* **Extract**:
- The paper introduces a novel SPMLL framework that reframes verb classification as a multi-label problem to effectively handle inherent semantics overlaps.
- It employs a Graph Enhanced Verb MLP with GCN and adversarial training, achieving over 3% improvement in mean average precision compared to single-label baselines.
- Empirical evaluations using visual embeddings and t-SNE plots validate that the approach clusters semantically similar classes more effectively.
The Demon is in Ambiguity: Revisiting Situation Recognition with Single Positive Multi-Label Learning
Introduction
This paper addresses a significant challenge in situation recognition (SR) within computer vision: the prevalent ambiguity in verb classification. Traditional SR frameworks classify events in images using single-label approaches that fail to capture the multi-faceted nature of visual events. This paper posits that verb classification in SR is inherently a multi-label task and introduces a novel approach to address this need by framing it as a Single Positive Multi-Label Learning (SPMLL) problem.

* **Exercise data**:
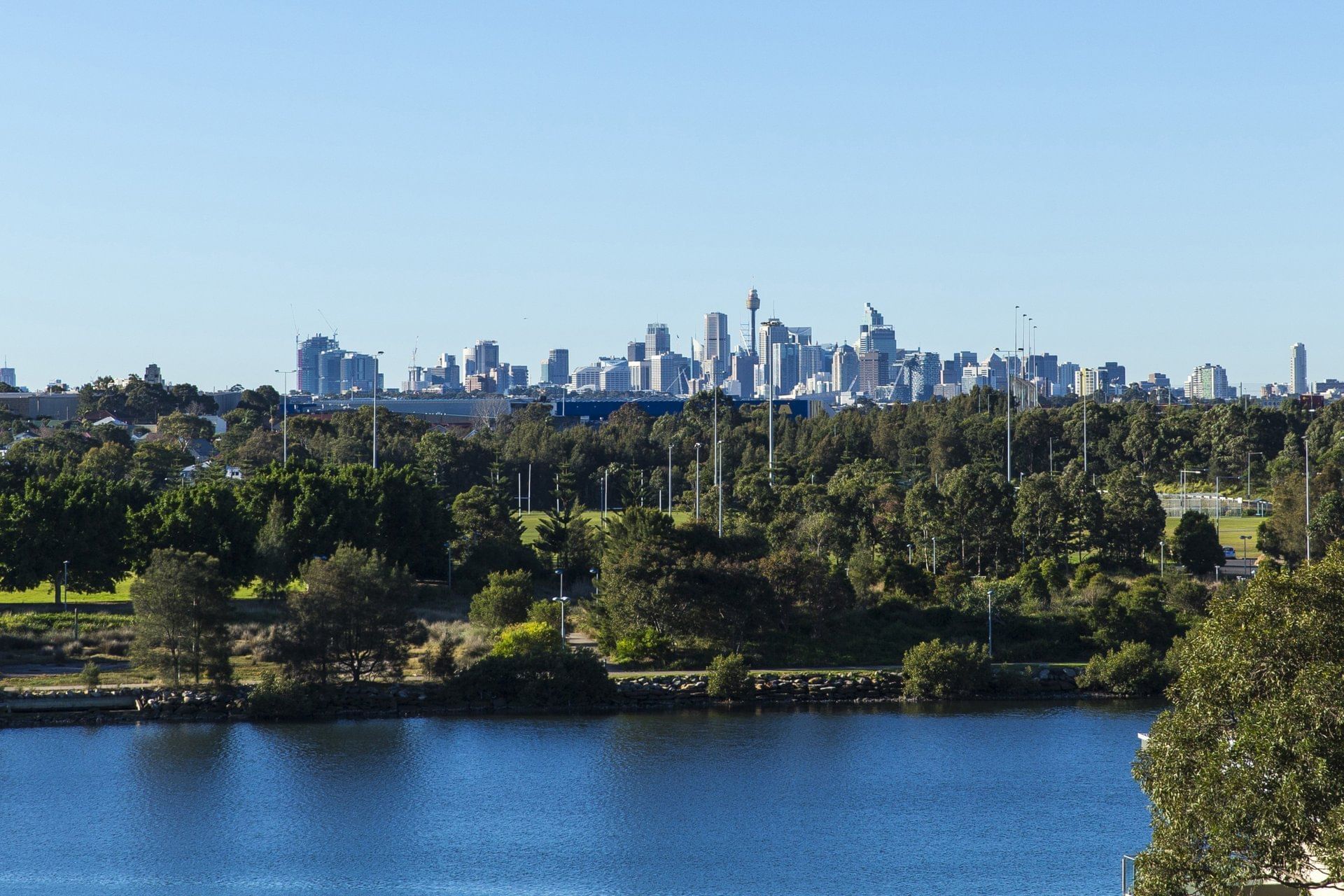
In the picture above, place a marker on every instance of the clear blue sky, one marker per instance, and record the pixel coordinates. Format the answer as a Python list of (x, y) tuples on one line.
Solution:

* **Directions for this task**:
Rewrite the part of the situation recognition summary that opens with the words containing "- It employs" and closes with "to single-label baselines.", putting "contrastive training" in place of "adversarial training". Nothing in the lines matters for this.

* **Final answer**:
- It employs a Graph Enhanced Verb MLP with GCN and contrastive training, achieving over 3% improvement in mean average precision compared to single-label baselines.